● Exercise details
The stretch from the line with "Target: yellow front wheel rim" through the line with "Target: green john deere tractor" in the records below: write it out exactly, and nothing else.

● Given data
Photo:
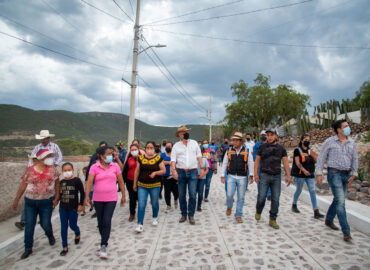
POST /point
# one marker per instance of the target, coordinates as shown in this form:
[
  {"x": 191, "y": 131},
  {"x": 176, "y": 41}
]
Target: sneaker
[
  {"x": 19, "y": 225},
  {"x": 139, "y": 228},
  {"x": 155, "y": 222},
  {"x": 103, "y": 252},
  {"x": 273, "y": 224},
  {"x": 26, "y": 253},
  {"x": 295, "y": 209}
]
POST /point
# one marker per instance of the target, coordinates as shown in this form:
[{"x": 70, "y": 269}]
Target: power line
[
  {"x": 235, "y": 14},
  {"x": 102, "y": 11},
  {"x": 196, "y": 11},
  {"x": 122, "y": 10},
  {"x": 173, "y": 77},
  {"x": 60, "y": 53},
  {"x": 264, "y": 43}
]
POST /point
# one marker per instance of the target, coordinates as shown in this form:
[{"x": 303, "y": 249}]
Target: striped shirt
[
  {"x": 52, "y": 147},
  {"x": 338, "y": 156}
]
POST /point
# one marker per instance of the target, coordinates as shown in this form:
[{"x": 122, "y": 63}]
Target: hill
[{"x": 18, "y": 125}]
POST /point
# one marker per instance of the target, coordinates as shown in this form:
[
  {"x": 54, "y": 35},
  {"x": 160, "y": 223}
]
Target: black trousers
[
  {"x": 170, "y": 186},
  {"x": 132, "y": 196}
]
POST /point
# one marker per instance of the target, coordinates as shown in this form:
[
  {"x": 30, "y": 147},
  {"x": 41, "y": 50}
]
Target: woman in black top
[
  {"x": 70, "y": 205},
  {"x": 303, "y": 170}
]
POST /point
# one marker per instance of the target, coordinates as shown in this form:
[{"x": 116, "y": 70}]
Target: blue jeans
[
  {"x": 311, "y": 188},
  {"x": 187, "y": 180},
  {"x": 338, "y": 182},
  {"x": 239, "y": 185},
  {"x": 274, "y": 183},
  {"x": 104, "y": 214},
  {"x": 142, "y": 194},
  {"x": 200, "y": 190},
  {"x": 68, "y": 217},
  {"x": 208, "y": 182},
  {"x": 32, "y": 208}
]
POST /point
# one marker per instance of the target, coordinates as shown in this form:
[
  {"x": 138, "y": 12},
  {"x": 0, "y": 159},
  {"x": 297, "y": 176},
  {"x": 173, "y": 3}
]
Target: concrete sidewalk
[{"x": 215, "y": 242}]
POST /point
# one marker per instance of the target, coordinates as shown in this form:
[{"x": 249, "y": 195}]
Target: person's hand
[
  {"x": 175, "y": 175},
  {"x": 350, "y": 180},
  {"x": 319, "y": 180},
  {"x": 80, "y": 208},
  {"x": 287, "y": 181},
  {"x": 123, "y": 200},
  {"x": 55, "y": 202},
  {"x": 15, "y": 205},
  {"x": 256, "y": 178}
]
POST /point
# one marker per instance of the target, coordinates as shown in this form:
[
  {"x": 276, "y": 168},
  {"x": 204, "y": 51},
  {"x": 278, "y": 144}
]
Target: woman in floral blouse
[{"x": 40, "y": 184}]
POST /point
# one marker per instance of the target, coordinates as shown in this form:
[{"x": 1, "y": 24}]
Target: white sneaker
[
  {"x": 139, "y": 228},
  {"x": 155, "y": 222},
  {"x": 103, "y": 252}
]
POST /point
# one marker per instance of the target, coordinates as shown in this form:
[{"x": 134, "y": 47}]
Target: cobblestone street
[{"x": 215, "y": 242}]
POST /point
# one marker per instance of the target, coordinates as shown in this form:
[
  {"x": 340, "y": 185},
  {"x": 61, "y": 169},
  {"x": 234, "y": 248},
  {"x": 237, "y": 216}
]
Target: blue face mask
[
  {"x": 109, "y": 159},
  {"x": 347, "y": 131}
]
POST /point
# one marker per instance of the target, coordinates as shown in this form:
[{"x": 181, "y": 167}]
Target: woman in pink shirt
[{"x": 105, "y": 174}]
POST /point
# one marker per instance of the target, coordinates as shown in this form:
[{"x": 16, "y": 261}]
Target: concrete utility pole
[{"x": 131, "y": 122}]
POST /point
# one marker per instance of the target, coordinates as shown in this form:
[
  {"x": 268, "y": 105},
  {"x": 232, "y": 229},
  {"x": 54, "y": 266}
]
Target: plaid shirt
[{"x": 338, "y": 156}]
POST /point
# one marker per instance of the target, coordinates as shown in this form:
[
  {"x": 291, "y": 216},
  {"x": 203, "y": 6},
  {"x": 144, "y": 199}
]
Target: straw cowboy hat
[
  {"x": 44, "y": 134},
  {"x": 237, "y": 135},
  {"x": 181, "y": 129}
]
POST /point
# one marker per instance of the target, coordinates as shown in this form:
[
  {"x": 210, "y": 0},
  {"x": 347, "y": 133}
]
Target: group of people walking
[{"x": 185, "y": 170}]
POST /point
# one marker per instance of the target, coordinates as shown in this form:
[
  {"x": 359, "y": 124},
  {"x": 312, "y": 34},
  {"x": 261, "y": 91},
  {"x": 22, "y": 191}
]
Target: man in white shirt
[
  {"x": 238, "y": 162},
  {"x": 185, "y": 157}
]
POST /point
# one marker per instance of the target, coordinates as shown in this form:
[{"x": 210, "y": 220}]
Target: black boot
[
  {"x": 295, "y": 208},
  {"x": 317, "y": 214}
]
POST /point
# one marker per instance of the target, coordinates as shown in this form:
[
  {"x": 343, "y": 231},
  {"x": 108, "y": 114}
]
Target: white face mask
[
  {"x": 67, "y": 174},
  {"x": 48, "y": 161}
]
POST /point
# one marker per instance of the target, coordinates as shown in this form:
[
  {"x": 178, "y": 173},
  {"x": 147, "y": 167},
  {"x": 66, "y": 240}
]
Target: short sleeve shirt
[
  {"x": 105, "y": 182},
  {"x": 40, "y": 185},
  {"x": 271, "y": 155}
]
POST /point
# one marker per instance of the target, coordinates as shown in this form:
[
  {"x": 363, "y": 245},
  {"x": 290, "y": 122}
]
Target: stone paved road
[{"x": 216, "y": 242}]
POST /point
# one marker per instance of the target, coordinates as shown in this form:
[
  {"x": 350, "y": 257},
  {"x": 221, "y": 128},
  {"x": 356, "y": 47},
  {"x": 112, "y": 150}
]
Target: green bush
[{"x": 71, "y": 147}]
---
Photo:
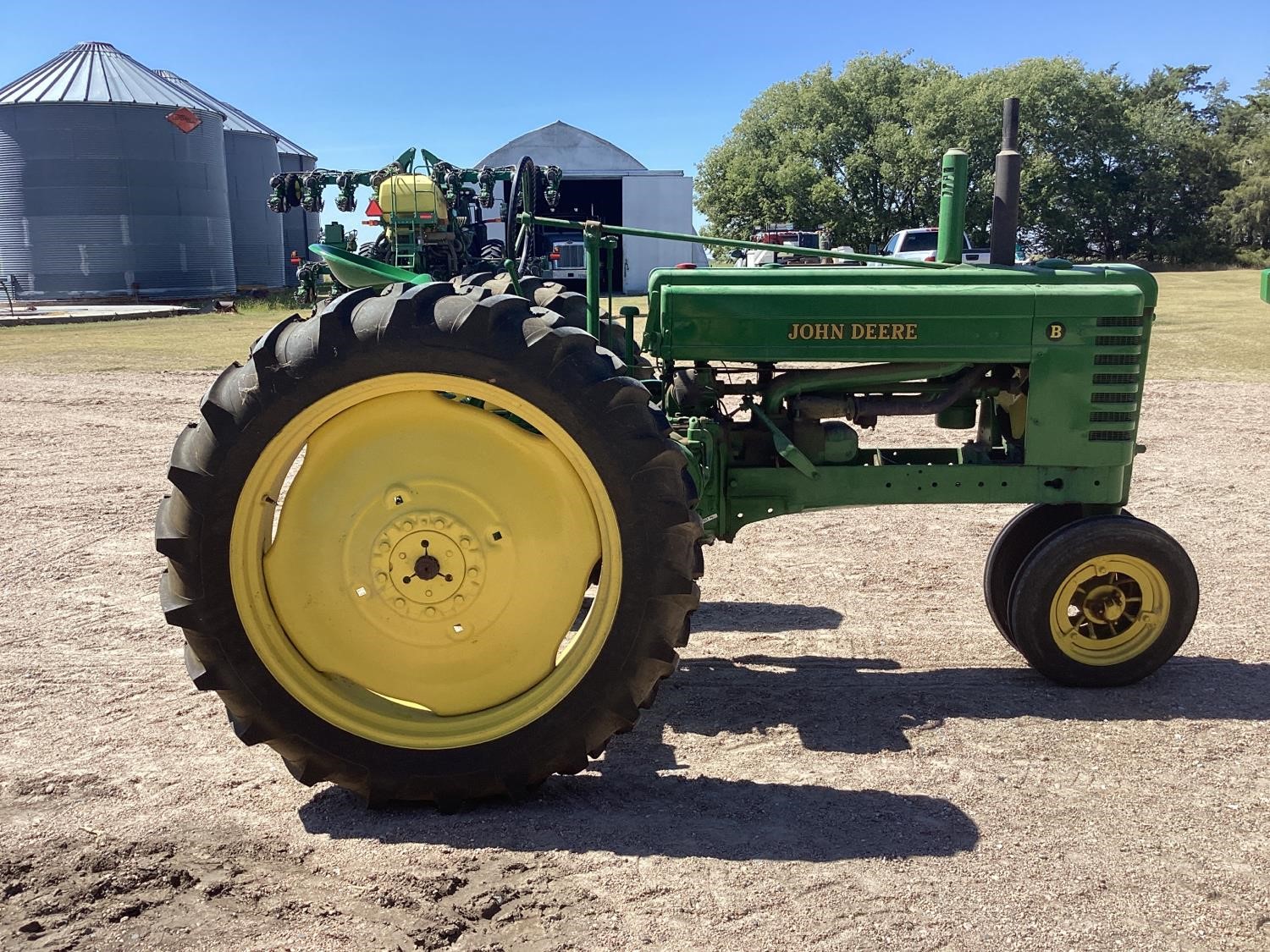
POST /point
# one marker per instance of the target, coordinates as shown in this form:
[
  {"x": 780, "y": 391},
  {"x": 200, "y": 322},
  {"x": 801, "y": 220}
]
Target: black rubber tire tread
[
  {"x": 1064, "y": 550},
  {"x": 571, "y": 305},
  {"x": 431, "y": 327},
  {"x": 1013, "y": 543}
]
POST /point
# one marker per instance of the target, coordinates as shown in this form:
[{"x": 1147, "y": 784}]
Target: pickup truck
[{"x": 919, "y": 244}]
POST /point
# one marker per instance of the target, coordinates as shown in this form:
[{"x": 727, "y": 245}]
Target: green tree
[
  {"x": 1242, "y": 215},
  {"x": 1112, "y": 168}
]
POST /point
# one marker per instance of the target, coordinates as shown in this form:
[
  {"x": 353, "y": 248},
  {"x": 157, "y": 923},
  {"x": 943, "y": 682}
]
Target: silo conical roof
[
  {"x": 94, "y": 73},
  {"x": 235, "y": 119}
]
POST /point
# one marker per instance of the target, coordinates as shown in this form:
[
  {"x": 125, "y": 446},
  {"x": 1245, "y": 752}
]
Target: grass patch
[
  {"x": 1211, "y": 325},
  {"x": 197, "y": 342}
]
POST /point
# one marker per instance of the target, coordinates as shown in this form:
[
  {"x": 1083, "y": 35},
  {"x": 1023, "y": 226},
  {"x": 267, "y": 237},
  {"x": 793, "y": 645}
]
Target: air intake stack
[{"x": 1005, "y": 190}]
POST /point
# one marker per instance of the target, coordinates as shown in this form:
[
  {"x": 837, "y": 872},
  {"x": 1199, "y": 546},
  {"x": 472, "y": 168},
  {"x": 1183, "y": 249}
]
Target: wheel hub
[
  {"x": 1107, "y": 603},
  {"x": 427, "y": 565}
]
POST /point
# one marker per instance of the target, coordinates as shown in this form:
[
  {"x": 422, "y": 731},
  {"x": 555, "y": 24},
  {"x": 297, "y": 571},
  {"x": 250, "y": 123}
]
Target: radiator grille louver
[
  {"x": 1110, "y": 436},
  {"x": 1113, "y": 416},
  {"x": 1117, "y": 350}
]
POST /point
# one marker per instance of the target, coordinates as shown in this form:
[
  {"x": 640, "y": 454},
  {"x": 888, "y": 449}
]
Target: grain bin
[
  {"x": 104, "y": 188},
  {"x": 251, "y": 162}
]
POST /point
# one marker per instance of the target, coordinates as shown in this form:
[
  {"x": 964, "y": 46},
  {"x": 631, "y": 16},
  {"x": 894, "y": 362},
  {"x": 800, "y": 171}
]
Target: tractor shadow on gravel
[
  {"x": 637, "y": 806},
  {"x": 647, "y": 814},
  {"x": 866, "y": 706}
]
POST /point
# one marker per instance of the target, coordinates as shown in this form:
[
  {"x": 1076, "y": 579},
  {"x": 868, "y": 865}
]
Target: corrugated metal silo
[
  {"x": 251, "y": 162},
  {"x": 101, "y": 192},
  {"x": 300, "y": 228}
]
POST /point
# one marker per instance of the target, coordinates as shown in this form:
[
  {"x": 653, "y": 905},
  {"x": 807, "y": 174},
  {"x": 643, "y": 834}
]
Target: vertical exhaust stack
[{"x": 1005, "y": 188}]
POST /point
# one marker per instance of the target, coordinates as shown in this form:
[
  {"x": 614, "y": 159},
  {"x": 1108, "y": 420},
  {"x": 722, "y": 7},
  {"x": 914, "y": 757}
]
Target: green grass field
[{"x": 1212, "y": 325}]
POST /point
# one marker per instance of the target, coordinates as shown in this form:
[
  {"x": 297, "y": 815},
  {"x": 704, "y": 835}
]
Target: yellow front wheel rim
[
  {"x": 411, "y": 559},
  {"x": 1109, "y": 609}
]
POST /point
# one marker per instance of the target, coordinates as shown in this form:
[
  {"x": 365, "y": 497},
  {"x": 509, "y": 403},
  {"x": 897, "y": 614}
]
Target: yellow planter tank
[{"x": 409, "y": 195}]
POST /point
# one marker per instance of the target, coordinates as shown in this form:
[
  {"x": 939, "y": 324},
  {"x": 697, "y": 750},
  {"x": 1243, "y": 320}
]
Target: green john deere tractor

● Finished task
Target: yellow front wheel rim
[
  {"x": 411, "y": 559},
  {"x": 1109, "y": 609}
]
POST /point
# one marker per instance of the target, coordinates as shown in this form:
[
  {"x": 365, "y": 497},
  {"x": 509, "y": 403},
  {"x": 897, "y": 614}
]
Target: yellow planter tank
[{"x": 409, "y": 195}]
POST /point
# one marker per instance of the target, coordinates as shown in this form:
[
  {"x": 939, "y": 324},
  {"x": 697, "y": 750},
  {"x": 1243, "y": 320}
]
Target: green john deere tractor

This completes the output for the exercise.